In the text on the anaphase-promoting complex, what do nonprocessive substrates easily lose when they dissociate from the APC?

Reading text:
++++++

The anaphase-promoting complex (APC) has a hectic schedule. From mitosis through the G1/S transition, the APC is busily targeting cell cycle regulators for degradation. Yet it must keep an ordered degradation schedule for proper cell cycle progression. Now, results from Michael Rape, Sashank Reddy, and Marc Kirschner (Harvard Medical School, Boston, MA) suggest that the APC lets its substrates determine their own death order.
The degradation order of cell cycle regulators correlates with the kinetics of their ubiquitination by the APC. In vitro, securin—one of the first of the APC's substrates to be degraded—rapidly obtained full-length polyubiquitin chains, which are required for proteasome recognition. The late-degraded substrates took much longer for multiubiquitination.
The kinetics reflects differences in substrate processivity—that is, how many ubiquitins are added in a single APC binding event. The most processive substrate outcompeted the rest in vitro for polyubiquitination and thus degradation.
“Why do we need so many ubiquitins in the first place?” asks Kirschner. “Isn't it overboard?” Not according to the group's new results. “We argue that by having multiple steps, chances for things to come off, you could accentuate very small differences in kinetic processes.”
Differences are probably further compounded by deubiquitinating enzymes. Nonprocessive substrates easily lost ubiquitin moieties upon dissociation from the APC.

++++++

Supplied material:
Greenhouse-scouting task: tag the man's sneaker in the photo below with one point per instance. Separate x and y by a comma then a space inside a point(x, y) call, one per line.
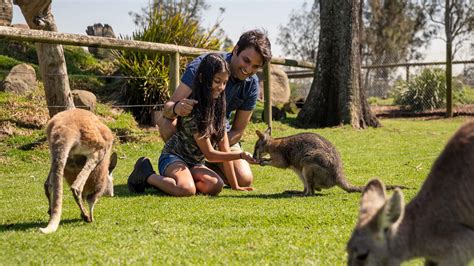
point(141, 171)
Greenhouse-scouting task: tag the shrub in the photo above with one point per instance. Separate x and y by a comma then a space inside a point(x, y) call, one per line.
point(148, 73)
point(427, 91)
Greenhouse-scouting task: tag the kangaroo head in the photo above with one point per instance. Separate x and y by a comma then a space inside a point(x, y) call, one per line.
point(378, 221)
point(260, 147)
point(109, 190)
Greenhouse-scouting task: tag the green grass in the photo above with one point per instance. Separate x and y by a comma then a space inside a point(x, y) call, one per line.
point(260, 227)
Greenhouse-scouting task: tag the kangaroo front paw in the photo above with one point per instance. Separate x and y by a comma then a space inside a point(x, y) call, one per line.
point(86, 218)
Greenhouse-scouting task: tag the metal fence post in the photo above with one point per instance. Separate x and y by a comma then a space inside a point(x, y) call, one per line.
point(267, 95)
point(174, 72)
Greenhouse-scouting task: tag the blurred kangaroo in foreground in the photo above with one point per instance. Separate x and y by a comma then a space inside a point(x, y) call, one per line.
point(438, 224)
point(81, 151)
point(314, 159)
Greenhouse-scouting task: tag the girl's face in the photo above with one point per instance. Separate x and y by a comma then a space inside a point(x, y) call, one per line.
point(218, 83)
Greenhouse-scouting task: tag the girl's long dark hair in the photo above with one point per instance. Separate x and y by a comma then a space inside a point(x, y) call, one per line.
point(209, 112)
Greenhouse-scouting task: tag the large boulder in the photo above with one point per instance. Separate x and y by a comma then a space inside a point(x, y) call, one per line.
point(101, 31)
point(279, 84)
point(21, 79)
point(84, 99)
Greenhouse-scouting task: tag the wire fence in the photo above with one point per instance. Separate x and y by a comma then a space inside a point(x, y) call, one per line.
point(417, 88)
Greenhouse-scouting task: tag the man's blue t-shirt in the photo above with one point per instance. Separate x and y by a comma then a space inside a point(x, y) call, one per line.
point(240, 94)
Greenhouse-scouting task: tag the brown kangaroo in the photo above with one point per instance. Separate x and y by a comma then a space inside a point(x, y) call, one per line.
point(313, 158)
point(438, 224)
point(81, 152)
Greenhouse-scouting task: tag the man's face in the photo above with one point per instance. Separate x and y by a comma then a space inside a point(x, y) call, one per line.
point(247, 63)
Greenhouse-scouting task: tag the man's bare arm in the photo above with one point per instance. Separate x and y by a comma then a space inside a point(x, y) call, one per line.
point(241, 121)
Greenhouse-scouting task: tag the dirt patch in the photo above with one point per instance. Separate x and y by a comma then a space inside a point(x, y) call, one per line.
point(401, 112)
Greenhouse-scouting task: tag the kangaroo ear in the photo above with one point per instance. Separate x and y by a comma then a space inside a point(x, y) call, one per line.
point(392, 211)
point(268, 131)
point(113, 162)
point(260, 134)
point(372, 200)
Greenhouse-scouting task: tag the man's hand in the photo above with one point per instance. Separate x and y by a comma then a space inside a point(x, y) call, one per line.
point(184, 107)
point(248, 157)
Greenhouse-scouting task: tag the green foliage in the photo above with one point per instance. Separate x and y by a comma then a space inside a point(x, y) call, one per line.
point(427, 91)
point(379, 101)
point(148, 73)
point(299, 38)
point(7, 63)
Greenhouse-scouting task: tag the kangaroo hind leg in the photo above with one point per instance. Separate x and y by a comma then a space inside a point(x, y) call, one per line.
point(78, 185)
point(54, 184)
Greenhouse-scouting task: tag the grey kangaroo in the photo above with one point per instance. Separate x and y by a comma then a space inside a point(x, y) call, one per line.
point(438, 224)
point(314, 159)
point(81, 152)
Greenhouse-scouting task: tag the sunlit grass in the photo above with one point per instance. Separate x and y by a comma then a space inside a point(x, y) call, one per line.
point(260, 227)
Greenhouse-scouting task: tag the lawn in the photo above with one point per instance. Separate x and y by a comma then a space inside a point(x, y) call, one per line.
point(265, 226)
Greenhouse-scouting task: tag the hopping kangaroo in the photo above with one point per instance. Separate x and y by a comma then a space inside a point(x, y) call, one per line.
point(438, 224)
point(314, 159)
point(81, 151)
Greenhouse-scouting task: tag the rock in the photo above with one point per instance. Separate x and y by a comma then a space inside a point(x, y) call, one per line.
point(6, 12)
point(277, 114)
point(84, 99)
point(280, 85)
point(21, 79)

++++++

Answer space: Ubiquitin moieties.